EXERCÍCIO CURTO >> Você pode transcrever todas as linhas dos registros abaixo, sem mudar nenhum caractere?

DADOS EXTRAÍDOS >>
__________

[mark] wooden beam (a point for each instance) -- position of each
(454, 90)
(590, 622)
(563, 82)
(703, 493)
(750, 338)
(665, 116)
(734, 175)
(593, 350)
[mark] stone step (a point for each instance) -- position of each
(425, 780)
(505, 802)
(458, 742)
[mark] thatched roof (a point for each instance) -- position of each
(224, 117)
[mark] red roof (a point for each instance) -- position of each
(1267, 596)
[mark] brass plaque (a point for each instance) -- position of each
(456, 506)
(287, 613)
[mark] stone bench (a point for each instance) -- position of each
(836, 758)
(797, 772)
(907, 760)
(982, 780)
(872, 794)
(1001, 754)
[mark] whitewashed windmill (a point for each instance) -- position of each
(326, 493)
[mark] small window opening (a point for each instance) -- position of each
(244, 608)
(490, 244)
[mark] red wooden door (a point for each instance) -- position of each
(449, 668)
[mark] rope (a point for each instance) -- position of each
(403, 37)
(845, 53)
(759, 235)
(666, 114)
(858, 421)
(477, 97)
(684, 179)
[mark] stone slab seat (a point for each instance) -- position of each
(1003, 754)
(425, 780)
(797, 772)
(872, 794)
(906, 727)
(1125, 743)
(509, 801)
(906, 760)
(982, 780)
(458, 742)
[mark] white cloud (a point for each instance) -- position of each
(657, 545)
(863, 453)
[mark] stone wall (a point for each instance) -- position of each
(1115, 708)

__________

EXERCÍCIO RESOLVIDO >>
[mark] wooden beam (a point for each instance) -- position of each
(454, 90)
(590, 622)
(563, 82)
(703, 493)
(750, 338)
(665, 116)
(734, 175)
(593, 350)
[mark] stone step (a point for each instance) -- position of each
(425, 780)
(505, 802)
(458, 742)
[mark] thatched roof (a point for each instance) -- position of each
(224, 117)
[mark] red roof (a point for each instance) -- position of each
(1267, 596)
[mark] brass plaque (a point for each instance) -- position of each
(456, 506)
(287, 613)
[mark] stone bench (a point for each instance) -- position of each
(836, 758)
(797, 772)
(907, 760)
(982, 780)
(872, 794)
(1001, 754)
[mark] whitewashed windmill (a point for each instance) -- position of each
(326, 493)
[mark] small window opening (a point for each instance) -- position of each
(244, 608)
(490, 244)
[mark] red wooden door (a point for each instance) -- position of each
(449, 668)
[mark] rope (a point for each instance) -- position of each
(403, 37)
(845, 53)
(759, 235)
(666, 114)
(858, 421)
(477, 97)
(684, 179)
[mark] stone slab seat (a point for each instance) -- position of each
(1003, 754)
(425, 780)
(797, 772)
(872, 794)
(906, 727)
(1125, 743)
(509, 801)
(906, 760)
(982, 780)
(458, 742)
[mark] white cloud (a point for each instance) -- position of each
(657, 545)
(863, 453)
[mark] stone wall (a point for each instance) -- position of each
(1115, 708)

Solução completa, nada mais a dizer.